[GIVEN PROBLEM]
The required output is the line that contains "Record the location of each instance of the railing top" plus every line after it in the listing below, copied exactly as it appears.

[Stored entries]

++++

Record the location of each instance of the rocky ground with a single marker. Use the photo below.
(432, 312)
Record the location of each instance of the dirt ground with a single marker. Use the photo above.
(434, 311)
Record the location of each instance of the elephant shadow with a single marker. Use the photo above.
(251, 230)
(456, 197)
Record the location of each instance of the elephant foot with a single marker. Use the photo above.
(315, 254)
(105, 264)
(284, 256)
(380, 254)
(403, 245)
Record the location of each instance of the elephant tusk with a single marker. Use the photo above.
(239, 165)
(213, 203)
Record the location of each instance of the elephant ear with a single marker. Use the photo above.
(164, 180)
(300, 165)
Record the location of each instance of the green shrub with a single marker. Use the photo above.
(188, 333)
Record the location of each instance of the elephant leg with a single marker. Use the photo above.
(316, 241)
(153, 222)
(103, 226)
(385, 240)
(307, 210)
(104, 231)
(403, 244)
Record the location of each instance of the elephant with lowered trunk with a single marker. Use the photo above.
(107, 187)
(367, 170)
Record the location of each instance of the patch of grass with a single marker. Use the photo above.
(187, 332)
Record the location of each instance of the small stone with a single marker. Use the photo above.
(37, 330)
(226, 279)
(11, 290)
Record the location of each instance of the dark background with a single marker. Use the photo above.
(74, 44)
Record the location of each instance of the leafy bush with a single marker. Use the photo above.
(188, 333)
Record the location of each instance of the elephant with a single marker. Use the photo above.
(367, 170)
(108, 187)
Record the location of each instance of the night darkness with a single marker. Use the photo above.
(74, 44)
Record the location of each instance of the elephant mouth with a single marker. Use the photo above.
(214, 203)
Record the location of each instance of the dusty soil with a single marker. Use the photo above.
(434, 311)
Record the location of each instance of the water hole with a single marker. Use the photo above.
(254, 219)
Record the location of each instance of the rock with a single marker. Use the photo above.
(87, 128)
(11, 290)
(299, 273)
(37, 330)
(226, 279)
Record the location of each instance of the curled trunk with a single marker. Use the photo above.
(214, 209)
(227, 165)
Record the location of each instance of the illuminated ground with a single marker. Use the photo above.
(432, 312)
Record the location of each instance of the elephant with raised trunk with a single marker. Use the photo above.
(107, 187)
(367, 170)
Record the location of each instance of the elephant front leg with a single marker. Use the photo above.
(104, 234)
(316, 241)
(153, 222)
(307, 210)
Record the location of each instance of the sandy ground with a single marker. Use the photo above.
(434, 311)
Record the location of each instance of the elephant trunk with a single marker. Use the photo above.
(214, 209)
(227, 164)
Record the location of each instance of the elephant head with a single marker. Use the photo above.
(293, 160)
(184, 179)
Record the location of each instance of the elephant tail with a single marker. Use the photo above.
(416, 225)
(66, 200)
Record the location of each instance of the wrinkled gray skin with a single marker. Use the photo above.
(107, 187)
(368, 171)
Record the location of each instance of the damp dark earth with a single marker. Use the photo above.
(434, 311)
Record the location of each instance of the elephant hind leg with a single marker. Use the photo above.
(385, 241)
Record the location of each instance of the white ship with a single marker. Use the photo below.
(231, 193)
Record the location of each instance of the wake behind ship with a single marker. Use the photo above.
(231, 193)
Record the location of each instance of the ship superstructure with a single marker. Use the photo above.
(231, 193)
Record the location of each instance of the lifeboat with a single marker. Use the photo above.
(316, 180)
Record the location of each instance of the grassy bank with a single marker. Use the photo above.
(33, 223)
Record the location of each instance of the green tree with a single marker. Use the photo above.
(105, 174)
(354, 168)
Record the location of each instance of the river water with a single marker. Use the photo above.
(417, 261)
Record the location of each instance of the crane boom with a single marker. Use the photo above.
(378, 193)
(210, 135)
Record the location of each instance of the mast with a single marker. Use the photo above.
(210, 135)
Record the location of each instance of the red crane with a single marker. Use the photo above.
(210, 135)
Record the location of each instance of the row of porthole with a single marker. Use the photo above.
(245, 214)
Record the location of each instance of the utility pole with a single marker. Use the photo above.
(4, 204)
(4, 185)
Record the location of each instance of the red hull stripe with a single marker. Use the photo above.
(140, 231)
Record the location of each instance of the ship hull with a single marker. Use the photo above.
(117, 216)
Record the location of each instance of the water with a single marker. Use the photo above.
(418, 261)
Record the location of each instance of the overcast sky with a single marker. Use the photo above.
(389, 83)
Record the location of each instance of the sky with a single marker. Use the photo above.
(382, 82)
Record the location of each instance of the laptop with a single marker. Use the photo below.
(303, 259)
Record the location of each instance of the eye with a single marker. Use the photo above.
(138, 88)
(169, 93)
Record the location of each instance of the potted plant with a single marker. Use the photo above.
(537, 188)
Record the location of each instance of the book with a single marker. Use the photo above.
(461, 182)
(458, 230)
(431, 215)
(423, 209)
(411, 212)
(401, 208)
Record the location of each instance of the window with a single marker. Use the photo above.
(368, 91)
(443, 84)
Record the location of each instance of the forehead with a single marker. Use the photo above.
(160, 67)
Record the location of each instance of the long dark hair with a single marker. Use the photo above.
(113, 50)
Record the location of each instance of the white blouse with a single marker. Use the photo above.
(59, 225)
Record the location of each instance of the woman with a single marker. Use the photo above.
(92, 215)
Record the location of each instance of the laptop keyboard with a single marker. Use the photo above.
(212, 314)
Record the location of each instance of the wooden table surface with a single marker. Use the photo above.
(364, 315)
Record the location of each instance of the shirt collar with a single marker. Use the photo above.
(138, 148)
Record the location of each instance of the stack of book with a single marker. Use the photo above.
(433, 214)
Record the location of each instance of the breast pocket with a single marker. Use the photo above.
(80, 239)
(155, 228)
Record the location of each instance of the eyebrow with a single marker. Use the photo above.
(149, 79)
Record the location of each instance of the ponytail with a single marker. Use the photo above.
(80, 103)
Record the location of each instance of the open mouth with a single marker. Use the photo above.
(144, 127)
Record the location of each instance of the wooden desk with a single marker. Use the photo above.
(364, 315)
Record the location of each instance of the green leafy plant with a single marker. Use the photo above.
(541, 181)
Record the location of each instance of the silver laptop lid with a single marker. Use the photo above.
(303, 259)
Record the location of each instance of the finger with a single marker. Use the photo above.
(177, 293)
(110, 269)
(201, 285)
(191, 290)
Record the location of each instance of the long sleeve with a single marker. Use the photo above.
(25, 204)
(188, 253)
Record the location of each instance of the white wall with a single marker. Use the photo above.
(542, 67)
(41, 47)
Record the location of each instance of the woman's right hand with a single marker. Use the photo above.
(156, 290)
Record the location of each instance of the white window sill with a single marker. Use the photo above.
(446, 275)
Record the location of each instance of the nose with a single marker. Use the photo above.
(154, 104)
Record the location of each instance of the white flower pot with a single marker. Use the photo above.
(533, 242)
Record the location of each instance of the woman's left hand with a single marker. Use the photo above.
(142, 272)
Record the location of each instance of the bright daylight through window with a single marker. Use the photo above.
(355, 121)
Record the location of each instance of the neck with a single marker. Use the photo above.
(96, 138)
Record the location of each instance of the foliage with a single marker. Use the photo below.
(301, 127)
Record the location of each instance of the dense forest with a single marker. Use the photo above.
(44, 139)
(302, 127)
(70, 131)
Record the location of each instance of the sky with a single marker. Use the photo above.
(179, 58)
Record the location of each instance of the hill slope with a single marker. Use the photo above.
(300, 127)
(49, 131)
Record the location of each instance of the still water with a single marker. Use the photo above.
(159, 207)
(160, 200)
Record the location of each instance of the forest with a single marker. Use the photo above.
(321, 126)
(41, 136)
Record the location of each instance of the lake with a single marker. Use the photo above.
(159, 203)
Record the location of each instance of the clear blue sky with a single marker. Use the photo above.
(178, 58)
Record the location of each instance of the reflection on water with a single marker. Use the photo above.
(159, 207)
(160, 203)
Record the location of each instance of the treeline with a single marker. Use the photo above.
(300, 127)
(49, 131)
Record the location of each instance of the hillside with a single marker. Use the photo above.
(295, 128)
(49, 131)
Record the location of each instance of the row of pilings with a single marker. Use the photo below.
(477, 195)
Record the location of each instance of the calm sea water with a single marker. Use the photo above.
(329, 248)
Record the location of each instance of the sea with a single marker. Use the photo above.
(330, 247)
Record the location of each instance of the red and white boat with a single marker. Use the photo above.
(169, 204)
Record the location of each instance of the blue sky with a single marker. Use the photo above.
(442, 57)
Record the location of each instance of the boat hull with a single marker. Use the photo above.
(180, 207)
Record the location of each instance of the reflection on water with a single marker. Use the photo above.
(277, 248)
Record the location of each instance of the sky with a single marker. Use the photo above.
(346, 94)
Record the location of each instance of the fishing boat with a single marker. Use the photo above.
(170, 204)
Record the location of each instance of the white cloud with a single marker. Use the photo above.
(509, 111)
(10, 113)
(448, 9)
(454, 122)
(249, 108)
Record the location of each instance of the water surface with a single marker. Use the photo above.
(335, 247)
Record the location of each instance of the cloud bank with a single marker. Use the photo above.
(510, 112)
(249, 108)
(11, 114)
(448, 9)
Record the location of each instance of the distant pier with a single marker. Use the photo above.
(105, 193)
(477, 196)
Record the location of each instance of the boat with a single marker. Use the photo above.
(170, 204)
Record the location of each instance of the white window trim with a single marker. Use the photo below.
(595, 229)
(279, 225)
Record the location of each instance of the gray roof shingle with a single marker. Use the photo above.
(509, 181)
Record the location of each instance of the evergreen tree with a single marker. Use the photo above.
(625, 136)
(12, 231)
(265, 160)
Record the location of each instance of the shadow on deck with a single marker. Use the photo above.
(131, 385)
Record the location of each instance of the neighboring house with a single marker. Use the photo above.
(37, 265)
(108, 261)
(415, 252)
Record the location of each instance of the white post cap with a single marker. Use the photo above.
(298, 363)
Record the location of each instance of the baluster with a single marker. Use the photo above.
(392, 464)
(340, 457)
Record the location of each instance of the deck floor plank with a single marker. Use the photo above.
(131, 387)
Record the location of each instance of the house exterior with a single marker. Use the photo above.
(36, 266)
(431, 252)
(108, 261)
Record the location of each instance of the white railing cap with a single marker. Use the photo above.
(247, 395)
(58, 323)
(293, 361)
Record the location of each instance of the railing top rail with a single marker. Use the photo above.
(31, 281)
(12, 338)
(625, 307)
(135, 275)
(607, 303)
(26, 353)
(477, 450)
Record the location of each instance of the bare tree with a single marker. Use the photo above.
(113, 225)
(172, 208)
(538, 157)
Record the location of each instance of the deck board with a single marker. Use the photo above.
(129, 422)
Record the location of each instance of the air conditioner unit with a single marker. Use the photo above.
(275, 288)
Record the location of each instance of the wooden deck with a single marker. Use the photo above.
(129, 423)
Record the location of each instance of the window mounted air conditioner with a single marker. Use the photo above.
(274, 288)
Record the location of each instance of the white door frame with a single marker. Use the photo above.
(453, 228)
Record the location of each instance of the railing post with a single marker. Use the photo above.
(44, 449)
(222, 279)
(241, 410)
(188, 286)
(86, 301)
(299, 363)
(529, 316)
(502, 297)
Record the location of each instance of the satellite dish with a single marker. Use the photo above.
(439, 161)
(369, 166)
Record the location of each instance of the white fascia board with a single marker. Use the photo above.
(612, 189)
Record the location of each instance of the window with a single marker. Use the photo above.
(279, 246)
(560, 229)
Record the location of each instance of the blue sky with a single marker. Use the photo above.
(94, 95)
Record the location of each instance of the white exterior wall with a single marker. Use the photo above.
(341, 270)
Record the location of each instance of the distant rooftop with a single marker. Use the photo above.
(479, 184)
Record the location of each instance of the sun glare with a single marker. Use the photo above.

++++

[SOLVED EXERCISE]
Record the location of each instance of the railing top rail with a single marker. Use the photo above.
(31, 281)
(12, 338)
(625, 307)
(135, 275)
(607, 303)
(26, 353)
(477, 450)
Record the location of each instance of the bare tree with a single marker. Use the photo above.
(113, 225)
(172, 208)
(538, 157)
Record the location of each instance of the deck board with a single marker. Use the photo above.
(129, 422)
Record the location of each instance of the air conditioner unit with a single marker. Use the photo above.
(275, 288)
Record the location of each instance of the wooden deck with a single marker. Use the photo above.
(129, 423)
Record the location of each instance of the window mounted air conditioner with a single marker. Use the photo above.
(274, 288)
Record the location of each instance of the white door frame with a single marker. Use the photo above.
(453, 228)
Record the location of each instance of the railing post with a single marker. Use the photo above.
(44, 449)
(222, 279)
(241, 410)
(188, 286)
(86, 301)
(299, 363)
(529, 316)
(502, 297)
Record the location of each instance of the satellite dish with a single marker. Use the photo above.
(439, 161)
(369, 166)
Record the location of each instance of the white fascia board with a single marker. Use the photo above.
(612, 189)
Record the location of each instance of the window with a single marker. Use the photo above.
(279, 246)
(560, 229)
Record the location of each instance of the blue sky with a single marker. Use the photo above.
(94, 95)
Record the location of each instance of the white exterior wall with a single marker. Use the photo above.
(341, 270)
Record the location of each instance of the distant rooftop with a single marker. Use the photo above.
(479, 184)
Record the location of each instance of the sun glare with a single marker. Use the photo above.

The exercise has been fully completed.